**ИСПОЛЬЗУЯ СВЕДЕНИЯ:**
1. Ответьте коротко на вопросы по тексту о Бейтсоне:
(a) Какими феноменами должна поддерживаться целенаправленная рациональность, чтобы не разрушать жизнь?
(b) К чему всегда должно тяготеть сознание без поддержки бессознательного или первичного процесса?
(c) Языком чего в тексте названо искусство?
2. Продолжите текст о Бейтсоне после его последнего предложения.

**ТЕКСТ ДЛЯ ЧТЕНИЯ:**
○ ○ ○ ○

Известный системный аналитик Грегори Бейтсон, разрабатывая концепцию экологии человеческого разума, отмечал, что «простая целенаправленная рациональность, не поддержанная такими феноменами, как искусство, религия, сновидения и т. п., неизбежно патогенна и разрушает жизнь. Ее вирулентность возникает главным образом из того обстоятельства, что жизнь зависит от взаимосвязанных петель обуславливания, в то время как сознание может видеть только дуги таких петель, настолько короткие, насколько этого требует человеческая цель» [4, с. 177].
Сознание, с точки зрения Бейтсона, не имеющее поддержки бессознательного или первичного процесса, всегда должно тяготеть к ненависти, и не только потому, что уничтожить «того парня» весьма здравая мысль, но и по более глубоким причинам. Видя только дуги петель, индивидуум постоянно удивляется и неизбежно озлобляется, когда его тупоумные деяния возвращаются к нему как бедствия.
У сердца, или бессознательного, есть собственные рассуждения, о которых рассудок не имеет ни малейшего понятия. Эти алгоритмы сердца, с точки зрения Бейтсона, закодированы и организованы способом, тотально отличным от алгоритмов языка, такой доступ открывается (например, в сновидениях, искусстве, поэзии, религии).
Искусство учит воспринимать мир по-настоящему, ближе к реальности первичных процессов, ближе к реальности мира. То есть чувствовать то, что обычно скрывается за ограничениями знаков и стереотипов, оно учит существовать на границе первичных и вторичных процессов, синтезируя их в непостижимую целостность. Можно сказать, что искусство – язык сложности и экспрессии, того, что можно создать только на вершине своих возможностей.

○ ○ ○ ○

**ДАННЫЕ ДЛЯ АНАЛИЗА:**
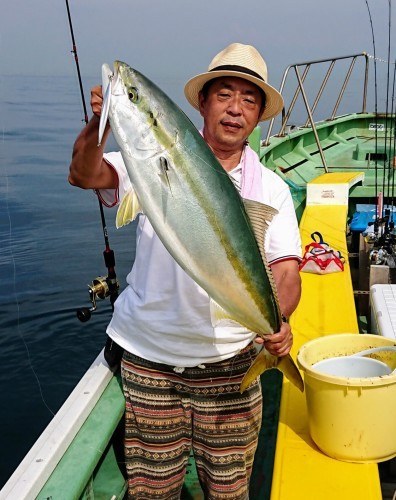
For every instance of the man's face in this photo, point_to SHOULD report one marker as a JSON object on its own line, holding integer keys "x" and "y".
{"x": 230, "y": 112}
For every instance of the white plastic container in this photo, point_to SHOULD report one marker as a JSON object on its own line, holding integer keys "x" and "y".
{"x": 348, "y": 366}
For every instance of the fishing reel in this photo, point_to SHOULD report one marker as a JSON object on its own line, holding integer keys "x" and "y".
{"x": 100, "y": 288}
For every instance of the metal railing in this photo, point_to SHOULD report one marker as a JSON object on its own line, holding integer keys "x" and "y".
{"x": 306, "y": 66}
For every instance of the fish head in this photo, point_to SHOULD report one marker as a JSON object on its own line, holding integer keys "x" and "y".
{"x": 133, "y": 113}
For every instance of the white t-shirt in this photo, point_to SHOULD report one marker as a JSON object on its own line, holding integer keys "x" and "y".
{"x": 163, "y": 315}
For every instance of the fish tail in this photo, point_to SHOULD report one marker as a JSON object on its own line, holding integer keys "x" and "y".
{"x": 264, "y": 361}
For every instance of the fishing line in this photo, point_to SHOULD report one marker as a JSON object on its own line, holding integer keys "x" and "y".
{"x": 14, "y": 277}
{"x": 387, "y": 104}
{"x": 108, "y": 252}
{"x": 375, "y": 104}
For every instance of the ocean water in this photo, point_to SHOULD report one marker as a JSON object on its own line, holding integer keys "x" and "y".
{"x": 51, "y": 247}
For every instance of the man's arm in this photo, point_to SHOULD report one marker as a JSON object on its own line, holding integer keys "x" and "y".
{"x": 288, "y": 282}
{"x": 88, "y": 169}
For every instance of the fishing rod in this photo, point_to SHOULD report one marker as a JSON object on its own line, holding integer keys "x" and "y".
{"x": 102, "y": 286}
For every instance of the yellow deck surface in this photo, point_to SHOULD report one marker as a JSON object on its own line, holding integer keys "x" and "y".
{"x": 301, "y": 470}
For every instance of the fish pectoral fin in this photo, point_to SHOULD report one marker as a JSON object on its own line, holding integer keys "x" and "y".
{"x": 164, "y": 172}
{"x": 264, "y": 361}
{"x": 128, "y": 209}
{"x": 260, "y": 216}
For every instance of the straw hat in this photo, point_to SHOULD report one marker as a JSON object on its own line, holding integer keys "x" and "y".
{"x": 242, "y": 61}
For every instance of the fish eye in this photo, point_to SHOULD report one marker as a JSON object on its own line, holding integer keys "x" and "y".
{"x": 133, "y": 94}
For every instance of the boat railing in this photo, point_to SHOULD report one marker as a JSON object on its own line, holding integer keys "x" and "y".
{"x": 300, "y": 89}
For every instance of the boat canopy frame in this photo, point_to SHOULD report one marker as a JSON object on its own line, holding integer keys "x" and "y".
{"x": 305, "y": 68}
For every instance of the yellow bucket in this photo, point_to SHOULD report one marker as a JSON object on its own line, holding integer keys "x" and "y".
{"x": 350, "y": 418}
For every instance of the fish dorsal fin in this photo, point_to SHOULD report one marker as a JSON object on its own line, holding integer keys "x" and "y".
{"x": 128, "y": 209}
{"x": 260, "y": 216}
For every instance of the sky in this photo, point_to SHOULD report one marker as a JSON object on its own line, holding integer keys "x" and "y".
{"x": 171, "y": 41}
{"x": 180, "y": 37}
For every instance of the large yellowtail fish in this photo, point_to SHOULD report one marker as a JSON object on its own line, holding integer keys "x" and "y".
{"x": 194, "y": 207}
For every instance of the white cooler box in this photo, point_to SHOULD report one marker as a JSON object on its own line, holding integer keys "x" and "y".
{"x": 383, "y": 310}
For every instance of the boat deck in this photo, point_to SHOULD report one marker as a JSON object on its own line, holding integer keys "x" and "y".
{"x": 301, "y": 470}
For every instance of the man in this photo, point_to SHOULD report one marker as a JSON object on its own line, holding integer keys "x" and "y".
{"x": 181, "y": 375}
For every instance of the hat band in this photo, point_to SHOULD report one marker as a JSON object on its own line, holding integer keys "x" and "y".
{"x": 240, "y": 69}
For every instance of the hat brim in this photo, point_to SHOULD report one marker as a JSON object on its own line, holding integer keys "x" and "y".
{"x": 273, "y": 103}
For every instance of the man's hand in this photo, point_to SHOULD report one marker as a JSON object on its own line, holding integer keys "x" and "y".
{"x": 280, "y": 343}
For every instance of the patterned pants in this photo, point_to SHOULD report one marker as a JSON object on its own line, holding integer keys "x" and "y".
{"x": 168, "y": 412}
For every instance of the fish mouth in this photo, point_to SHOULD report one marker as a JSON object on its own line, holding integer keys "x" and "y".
{"x": 111, "y": 85}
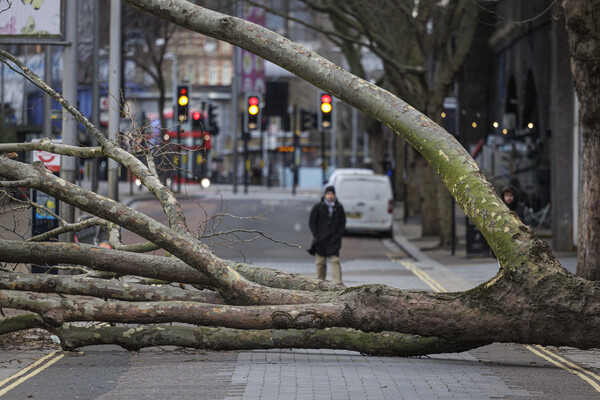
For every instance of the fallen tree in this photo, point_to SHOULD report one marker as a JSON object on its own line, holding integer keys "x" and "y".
{"x": 532, "y": 298}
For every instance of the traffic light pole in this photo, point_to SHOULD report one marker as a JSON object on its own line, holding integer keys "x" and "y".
{"x": 246, "y": 137}
{"x": 179, "y": 129}
{"x": 323, "y": 154}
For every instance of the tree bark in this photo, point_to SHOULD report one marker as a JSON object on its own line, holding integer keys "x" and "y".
{"x": 584, "y": 42}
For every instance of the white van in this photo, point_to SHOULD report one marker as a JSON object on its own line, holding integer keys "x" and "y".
{"x": 345, "y": 171}
{"x": 368, "y": 201}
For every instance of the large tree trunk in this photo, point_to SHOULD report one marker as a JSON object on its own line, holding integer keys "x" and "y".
{"x": 532, "y": 299}
{"x": 584, "y": 38}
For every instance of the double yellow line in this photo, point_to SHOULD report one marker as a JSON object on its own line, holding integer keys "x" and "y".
{"x": 29, "y": 372}
{"x": 540, "y": 351}
{"x": 553, "y": 358}
{"x": 436, "y": 287}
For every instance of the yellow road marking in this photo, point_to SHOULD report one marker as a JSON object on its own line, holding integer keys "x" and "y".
{"x": 580, "y": 372}
{"x": 34, "y": 372}
{"x": 540, "y": 351}
{"x": 436, "y": 287}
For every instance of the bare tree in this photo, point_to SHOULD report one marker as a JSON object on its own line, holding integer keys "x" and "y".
{"x": 532, "y": 298}
{"x": 584, "y": 40}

○ ○ ○ ○

**ОТВЕТЫ К ЗАДАНИЮ:**
1.
(a) Искусством, религией, сновидениями и т. п.
(b) К ненависти.
(c) Языком сложности и экспрессии.

2.
Но бесполезно подходить к произведениям искусства с обычным, мирским способом восприятия. Этот обыденный способ видения мира, как его назвал Артур Дейкман – «объектный режим», не позволяет почувствовать целостность и сложность, скрытую гармонию связей и отношений. Хорошо об этом говорил российский философ Григорий Померанц. «То, что мы называем предметом, только узелок бесконечной сети, где все связано со всем и конец становится началом. Даже то, что физически легко обособить, – яблоко, например, – всего лишь миг в цепи отношений: яблони, почвы, солнца, ветра, сорвавшего плод…» [34, с. 215]. Люди смотрят и ничего не видят, кроме отдельных объектов, названий.
Такое, можно сказать, стереотипное видение мира функционально в том плане, что оно упрощает нам мир, экономит ресурсы восприятия человека, делает мир понятным и социально согласованным. В то же время оно как бы велит нам не смотреть глубоко и проникновенно, ничего не знать лишнего об этом мире, о других людях. В усиленном виде стереотипное восприятие – психология городского жителя, который перегружен информационными сигналами. Их так много, этих сигналов, что если уделять время каждому, то просто перегрузится психика. Здесь устанавливать контакт нужно только с отдельными важными людьми, отдельными знаками. Остальное не имеет особого значения. Но, к сожалению, получается так, что благодаря этой информационной перегруженности (стереотипизация мира – одна из форм психологической защиты, «бегства от сложности») мы отвыкаем смотреть глубоко, устанавливать контакт, прислушиваться к интуиции.